(Dataset records)

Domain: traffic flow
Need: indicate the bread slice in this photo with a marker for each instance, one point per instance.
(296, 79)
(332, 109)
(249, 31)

▶ **Brief**:
Your task is to reproduce each entry exactly.

▶ **Written solution**:
Domain: traffic flow
Need: indicate the bread slice in this photo with a marker for each instance, one point per instance.
(296, 79)
(332, 109)
(249, 31)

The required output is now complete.